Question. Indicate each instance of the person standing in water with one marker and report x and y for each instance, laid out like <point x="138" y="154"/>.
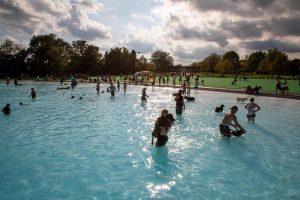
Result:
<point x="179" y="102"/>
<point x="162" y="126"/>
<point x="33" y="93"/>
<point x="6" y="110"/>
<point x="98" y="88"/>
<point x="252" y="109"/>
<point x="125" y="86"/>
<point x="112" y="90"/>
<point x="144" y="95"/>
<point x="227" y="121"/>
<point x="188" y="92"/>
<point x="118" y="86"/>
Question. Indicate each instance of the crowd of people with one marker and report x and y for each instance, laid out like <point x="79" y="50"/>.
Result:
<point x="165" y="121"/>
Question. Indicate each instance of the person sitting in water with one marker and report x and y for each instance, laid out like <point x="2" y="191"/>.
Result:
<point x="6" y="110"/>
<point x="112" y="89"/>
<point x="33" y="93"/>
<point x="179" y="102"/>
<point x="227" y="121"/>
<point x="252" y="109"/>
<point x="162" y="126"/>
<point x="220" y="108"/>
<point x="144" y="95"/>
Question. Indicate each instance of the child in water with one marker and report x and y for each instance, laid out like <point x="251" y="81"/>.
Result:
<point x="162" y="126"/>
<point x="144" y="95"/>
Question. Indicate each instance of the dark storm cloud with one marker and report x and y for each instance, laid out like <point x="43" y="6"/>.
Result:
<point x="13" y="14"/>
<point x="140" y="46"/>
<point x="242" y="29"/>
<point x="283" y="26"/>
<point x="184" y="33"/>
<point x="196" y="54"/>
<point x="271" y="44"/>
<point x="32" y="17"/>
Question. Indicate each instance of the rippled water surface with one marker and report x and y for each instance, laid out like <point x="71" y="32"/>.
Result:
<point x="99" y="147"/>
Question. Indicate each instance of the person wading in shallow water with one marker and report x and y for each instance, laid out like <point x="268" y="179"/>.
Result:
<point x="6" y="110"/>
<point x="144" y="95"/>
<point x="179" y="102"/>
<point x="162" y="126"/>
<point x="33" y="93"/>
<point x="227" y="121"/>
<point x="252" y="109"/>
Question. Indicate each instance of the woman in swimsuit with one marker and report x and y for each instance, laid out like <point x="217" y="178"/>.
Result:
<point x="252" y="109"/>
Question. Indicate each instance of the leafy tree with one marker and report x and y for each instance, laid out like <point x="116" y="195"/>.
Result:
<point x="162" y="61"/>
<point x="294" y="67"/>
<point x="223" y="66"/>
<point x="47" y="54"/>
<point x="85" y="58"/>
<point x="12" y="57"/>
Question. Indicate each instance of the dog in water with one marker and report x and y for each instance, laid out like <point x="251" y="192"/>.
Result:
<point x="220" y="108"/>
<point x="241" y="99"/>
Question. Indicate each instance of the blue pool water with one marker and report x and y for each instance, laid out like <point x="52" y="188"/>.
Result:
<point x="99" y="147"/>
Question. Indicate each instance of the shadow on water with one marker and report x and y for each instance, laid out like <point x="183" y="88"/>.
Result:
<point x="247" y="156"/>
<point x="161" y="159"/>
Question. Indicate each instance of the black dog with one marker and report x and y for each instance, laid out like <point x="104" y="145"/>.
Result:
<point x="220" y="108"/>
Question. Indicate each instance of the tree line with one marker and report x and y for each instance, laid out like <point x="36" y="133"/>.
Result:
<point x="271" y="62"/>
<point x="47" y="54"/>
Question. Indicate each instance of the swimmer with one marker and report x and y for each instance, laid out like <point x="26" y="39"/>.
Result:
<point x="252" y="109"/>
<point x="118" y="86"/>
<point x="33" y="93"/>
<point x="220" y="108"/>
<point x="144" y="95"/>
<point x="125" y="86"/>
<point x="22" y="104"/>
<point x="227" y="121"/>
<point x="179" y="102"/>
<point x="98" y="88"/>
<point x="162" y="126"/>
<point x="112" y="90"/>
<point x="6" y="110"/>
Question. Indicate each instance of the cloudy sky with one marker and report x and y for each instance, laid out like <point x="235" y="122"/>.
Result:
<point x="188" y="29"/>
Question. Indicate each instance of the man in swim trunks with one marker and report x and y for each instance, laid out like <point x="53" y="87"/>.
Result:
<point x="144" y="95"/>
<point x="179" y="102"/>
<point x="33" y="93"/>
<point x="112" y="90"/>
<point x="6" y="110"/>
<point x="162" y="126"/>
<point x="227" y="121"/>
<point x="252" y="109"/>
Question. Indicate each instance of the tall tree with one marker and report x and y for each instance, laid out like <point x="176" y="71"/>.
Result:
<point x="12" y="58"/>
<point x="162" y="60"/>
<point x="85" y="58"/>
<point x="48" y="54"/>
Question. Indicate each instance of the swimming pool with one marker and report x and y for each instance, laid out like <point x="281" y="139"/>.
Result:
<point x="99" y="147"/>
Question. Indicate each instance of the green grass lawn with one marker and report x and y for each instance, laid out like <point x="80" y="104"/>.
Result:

> _Required work_
Where the line holding "Question. Indicate each instance of the woman" appears in the listing above, start reproducing exactly, and end with the line holding "Question. Indicate each instance of the shadow".

> _Answer to this problem_
Question. Indicate each instance of the woman in swimsuit with one marker and report x and y for each instance, laid out like <point x="217" y="178"/>.
Result:
<point x="252" y="109"/>
Question. Indicate each instance of the leafy tree with one marker and report x and y for each instance, laid out like <point x="116" y="195"/>.
Result:
<point x="162" y="61"/>
<point x="294" y="67"/>
<point x="223" y="66"/>
<point x="47" y="54"/>
<point x="85" y="58"/>
<point x="12" y="57"/>
Question. Indicate each instance of the dog in water with one marker and report x and y for each instance, laid out like <point x="251" y="192"/>.
Result:
<point x="220" y="108"/>
<point x="241" y="99"/>
Question. Indicate each instance of the blue pool water with one marker and report x and y for each instance, laid out like <point x="52" y="188"/>.
Result:
<point x="99" y="147"/>
Question. Indicate each instance of the shadow on water with one marker and report x and y for each instance, laid out like <point x="183" y="88"/>.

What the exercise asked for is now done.